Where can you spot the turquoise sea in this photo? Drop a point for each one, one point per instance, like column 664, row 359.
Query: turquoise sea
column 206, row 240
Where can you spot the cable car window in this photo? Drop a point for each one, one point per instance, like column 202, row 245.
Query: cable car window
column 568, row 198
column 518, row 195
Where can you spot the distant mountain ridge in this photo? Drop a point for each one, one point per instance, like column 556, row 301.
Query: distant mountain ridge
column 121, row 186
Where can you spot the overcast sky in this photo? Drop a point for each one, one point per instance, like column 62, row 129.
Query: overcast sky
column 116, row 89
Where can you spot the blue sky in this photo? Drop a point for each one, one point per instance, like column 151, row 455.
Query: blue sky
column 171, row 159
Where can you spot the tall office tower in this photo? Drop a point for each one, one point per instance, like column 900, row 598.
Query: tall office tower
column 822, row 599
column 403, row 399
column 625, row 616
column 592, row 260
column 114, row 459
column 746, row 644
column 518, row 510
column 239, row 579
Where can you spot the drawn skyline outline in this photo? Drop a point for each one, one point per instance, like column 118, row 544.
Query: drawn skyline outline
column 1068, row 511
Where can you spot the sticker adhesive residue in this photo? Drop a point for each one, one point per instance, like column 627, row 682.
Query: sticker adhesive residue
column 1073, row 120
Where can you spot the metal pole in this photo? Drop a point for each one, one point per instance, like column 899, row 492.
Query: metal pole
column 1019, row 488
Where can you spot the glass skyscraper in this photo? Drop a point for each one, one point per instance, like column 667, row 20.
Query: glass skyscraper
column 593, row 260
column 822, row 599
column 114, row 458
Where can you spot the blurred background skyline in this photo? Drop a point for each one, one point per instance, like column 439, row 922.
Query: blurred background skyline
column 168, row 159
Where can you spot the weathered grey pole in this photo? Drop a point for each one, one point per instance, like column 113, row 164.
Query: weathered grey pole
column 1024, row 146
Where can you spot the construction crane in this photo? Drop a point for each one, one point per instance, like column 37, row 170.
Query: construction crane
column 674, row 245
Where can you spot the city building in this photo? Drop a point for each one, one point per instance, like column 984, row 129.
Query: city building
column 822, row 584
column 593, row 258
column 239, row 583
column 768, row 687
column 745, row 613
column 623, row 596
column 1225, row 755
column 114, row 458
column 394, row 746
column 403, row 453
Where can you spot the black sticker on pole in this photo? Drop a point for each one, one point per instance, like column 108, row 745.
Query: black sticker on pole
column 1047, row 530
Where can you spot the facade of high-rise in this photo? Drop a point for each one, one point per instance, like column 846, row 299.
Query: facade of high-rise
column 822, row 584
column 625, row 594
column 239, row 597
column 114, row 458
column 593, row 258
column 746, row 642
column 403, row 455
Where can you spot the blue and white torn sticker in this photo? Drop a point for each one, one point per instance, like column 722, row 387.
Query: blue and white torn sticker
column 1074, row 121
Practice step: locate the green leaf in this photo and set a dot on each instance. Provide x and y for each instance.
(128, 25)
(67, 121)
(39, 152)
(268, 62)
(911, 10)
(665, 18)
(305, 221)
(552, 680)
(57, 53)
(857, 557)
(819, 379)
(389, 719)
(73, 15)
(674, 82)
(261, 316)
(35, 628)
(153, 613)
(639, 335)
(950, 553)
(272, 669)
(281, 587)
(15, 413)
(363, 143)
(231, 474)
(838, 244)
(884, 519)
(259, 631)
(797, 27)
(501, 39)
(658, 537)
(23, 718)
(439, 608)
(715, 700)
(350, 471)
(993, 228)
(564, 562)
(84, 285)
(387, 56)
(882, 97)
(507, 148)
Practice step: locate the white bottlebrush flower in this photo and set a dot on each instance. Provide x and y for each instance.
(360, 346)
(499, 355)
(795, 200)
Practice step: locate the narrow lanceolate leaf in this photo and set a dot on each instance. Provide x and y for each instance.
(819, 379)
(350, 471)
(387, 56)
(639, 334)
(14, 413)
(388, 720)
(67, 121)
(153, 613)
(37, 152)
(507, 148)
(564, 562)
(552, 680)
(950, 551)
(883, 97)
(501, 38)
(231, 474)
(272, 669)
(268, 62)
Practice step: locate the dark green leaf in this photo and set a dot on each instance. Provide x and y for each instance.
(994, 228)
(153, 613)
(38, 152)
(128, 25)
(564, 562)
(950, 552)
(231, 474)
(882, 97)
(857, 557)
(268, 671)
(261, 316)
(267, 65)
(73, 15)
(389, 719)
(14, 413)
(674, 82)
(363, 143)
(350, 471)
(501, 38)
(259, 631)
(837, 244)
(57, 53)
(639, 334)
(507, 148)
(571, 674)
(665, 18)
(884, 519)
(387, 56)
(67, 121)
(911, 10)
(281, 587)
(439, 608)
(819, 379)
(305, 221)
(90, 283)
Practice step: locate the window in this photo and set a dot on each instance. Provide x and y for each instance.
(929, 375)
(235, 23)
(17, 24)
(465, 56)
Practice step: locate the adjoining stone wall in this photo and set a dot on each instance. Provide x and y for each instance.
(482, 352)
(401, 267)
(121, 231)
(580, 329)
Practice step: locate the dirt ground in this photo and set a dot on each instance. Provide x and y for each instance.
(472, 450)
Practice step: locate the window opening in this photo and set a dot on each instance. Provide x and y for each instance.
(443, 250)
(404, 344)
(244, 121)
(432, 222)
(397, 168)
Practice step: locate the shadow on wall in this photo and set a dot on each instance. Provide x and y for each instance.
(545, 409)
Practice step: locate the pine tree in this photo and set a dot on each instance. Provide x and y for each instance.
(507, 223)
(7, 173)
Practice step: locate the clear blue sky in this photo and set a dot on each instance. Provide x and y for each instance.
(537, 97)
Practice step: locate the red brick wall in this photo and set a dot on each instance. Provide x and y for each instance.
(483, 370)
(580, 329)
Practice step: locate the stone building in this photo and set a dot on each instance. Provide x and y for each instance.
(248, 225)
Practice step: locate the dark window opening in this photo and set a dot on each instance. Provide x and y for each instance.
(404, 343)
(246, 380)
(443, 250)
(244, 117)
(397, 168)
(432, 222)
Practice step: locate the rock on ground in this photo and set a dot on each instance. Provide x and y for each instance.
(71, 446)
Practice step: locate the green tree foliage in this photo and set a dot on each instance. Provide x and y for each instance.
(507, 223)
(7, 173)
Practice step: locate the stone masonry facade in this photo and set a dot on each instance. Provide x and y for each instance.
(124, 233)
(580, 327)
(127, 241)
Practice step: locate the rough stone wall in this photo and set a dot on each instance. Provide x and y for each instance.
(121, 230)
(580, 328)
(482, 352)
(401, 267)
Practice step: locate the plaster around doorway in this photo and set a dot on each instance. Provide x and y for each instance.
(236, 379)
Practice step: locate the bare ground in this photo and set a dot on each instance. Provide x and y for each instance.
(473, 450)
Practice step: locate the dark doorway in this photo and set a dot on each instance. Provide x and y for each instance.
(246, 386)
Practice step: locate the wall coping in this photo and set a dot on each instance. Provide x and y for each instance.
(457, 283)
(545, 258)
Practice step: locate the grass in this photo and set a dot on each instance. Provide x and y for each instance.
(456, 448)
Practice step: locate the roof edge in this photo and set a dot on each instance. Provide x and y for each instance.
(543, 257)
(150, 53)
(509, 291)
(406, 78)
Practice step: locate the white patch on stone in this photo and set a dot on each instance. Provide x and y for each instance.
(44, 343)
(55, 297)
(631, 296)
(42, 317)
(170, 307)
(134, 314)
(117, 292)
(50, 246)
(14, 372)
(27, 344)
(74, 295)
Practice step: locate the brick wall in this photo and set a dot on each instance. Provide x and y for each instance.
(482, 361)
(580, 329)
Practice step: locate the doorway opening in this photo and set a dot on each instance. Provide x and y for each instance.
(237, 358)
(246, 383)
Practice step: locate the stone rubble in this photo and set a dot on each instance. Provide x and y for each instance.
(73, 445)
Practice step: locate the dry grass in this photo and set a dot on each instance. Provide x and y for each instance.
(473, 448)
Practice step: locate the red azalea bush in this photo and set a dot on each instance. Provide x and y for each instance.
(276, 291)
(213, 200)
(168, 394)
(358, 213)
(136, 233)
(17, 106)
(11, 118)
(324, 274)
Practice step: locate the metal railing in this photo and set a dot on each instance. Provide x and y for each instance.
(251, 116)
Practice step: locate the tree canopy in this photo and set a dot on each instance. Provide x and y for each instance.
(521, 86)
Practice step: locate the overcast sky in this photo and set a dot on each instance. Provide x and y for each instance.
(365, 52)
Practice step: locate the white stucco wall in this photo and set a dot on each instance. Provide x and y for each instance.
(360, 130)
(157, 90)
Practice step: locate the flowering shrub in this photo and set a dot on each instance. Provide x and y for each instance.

##########

WORK REQUIRED: Copy out word for word each line of the listing, from the very first line down to the line containing "Where can you spot the glass", and stop after that line.

EXERCISE RESPONSE:
Where can you spot the turquoise sea in this photo? Drop a point for each one, one point per instance, like column 664, row 359.
Query: turquoise sea
column 206, row 240
Where can you spot the cable car window in this photo? Drop a point for each one, one point per instance, like column 202, row 245.
Query: cable car window
column 568, row 198
column 518, row 195
Where can you spot the distant mountain ridge in this photo? Drop a point for each one, one point per instance, like column 556, row 301.
Query: distant mountain ridge
column 121, row 186
Where can you spot the overcast sky in this photo? Drop a point for each one, one point per instance, like column 62, row 129.
Query: overcast sky
column 116, row 89
Where can you spot the blue sky in this photo? Drop a point for each one, one point per instance, like column 151, row 455.
Query: blue sky
column 171, row 159
Where can you spot the tall office tower in this photo? Drop a point for each one, one point per instance, like column 900, row 598.
Query: tall office tower
column 822, row 599
column 403, row 399
column 625, row 616
column 592, row 260
column 114, row 459
column 746, row 644
column 518, row 510
column 239, row 579
Where can you spot the drawn skyline outline in this photo? Drop a point for each one, one point per instance, like column 118, row 544.
Query: drawn skyline outline
column 1068, row 511
Where can you spot the sticker adhesive residue in this photo? Drop a point for each one, one point per instance, like column 627, row 682.
Query: sticker adhesive residue
column 1073, row 120
Where can you spot the metal pole in this photo? Drop a point for each one, one point per instance, like column 899, row 492.
Query: metal pole
column 1019, row 488
Where can you spot the glass skyscraper in this photo? Drop a point for each one, one point per instance, like column 667, row 20.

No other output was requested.